» Short problem
List every line of the records that contains the word "corner".

» Material provided
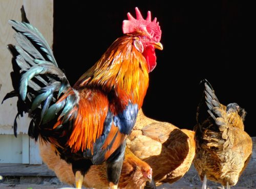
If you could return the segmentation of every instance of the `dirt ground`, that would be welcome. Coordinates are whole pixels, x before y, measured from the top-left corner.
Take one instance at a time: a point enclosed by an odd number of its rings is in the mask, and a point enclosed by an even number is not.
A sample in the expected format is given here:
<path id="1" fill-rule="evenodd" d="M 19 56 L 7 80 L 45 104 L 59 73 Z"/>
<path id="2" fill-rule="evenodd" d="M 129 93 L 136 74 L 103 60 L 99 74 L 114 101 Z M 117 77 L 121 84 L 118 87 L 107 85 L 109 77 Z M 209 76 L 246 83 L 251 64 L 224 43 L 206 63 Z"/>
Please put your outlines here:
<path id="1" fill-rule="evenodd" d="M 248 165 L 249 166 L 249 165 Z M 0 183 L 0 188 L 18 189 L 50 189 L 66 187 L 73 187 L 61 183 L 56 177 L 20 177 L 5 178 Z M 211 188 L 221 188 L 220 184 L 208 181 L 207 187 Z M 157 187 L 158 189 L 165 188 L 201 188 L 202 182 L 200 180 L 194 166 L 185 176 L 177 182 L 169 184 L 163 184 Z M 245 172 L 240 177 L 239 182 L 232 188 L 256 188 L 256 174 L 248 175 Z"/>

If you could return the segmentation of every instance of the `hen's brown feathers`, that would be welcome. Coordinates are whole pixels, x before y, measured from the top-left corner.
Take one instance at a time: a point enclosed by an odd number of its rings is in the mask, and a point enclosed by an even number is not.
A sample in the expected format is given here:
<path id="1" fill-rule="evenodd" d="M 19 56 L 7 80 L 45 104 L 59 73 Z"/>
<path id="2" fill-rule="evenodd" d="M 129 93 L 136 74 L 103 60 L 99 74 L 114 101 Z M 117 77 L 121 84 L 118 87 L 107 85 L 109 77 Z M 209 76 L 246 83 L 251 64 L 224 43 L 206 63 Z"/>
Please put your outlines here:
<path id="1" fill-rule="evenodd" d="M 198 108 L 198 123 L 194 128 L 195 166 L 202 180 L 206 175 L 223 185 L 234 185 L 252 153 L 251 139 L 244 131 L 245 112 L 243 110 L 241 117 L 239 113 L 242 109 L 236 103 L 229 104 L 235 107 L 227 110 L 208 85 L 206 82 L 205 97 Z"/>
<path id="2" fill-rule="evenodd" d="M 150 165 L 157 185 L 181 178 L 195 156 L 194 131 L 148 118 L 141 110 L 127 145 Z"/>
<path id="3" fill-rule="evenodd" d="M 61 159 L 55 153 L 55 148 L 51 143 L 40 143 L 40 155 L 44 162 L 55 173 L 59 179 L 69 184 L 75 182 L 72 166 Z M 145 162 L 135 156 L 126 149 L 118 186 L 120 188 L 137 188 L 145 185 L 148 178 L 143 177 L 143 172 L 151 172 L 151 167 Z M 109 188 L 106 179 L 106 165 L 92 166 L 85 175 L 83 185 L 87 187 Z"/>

» Answer to this exercise
If you could return the segmentation of every instance of the `dirt ground`, that would be welcome. Coordinates are whole pixels, x before y, measured from the top-left corner.
If you could return the segmentation of every instance of the `hen's brown feathers`, that would be welcome. Coordinates are whole pixels, x before y, measured from the top-left corner.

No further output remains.